-------- SELECTED EXCERPT --------
This Is The Liffey.

 
Somehow I wasn’t minding too much that I was out walking in Dublin on a warm, grey, wet, drivingly drizzly morning.

In order to maintain my daily nutritional requirements, kvetch had just treated me to a  very  tasty breakfast of a plateful of fried things with a side order of lard.
 

    You know, on some mornings, nothing else will do.

 
 
Wet Morning – Aprés Lard
 
This morning, as on many mornings in Dublin, the air near the River Liffey was especially tangy with that salty aroma of the sea at low tide.

Blinking against the rain splatting against the side of my face, I looked over the stone wall at the edge of the quay.

I saw a traffic cone.
 
 
Traffic Coneness
 
Now, in case any of you are wondering, Dublin  has  somehow actually managed to just about scrape its way into the 20th century.

What with all the building and road works and stuff that’s been going on around here over the last lot of years, traffic cones are not that uncommon a sight around these parts.
 
 
It’s just that I’m not  aaaaaall  that accustomed to seeing traffic cones deployed, well, y’know…

In rivers.
 
 
This one hadn’t been too well deployed, apparently, because it was lying on its side.
 

    Don’t worry, I’m getting to the part about why I’m droning on about this traffic cone.

 
 
Noticeable Coneness
 
The kind of noticeable thing about this particular traffic cone, and it being in the river, was that it  wasn’t floating.
 

    This traffic cone was lying on its side on the bottom of the River Liffey, not floating, and most of it was visible.

 
Now, I don’t know about you, but mostly when I look at rivers flowing merrily along, and  especially  rivers such as the famous and noble River Liffy in the heart of Dublin, I kind of expect them to have a greater depth than, well, y’know, more than, like, um, actually…

Three inches.
-------- DATA EXCERPT --------
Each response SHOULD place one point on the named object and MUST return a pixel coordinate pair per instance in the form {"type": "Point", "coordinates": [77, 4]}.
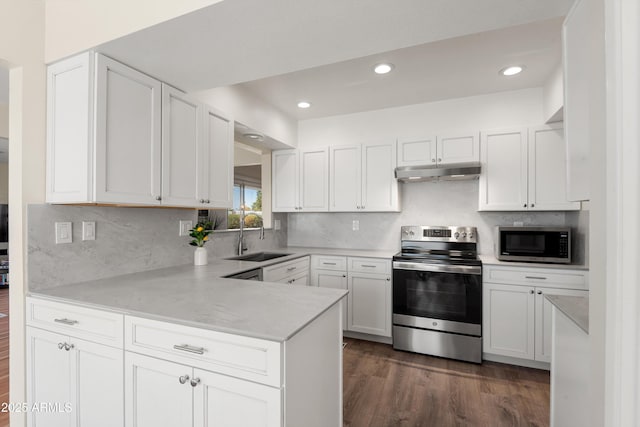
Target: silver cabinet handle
{"type": "Point", "coordinates": [189, 349]}
{"type": "Point", "coordinates": [66, 321]}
--------
• WHAT THIS EXERCISE ASKS:
1. In the Liffey post, where was the traffic cone lying?
2. From the Liffey post, return the passage from "This morning, as" to "a traffic cone." without changing a word.

• RESPONSES TO THE TASKS:
1. It was lying on its side on the bottom of the River Liffey.

2.
This morning, as on many mornings in Dublin, the air near the River Liffey was especially tangy with that salty aroma of the sea at low tide.

Blinking against the rain splatting against the side of my face, I looked over the stone wall at the edge of the quay.

I saw a traffic cone.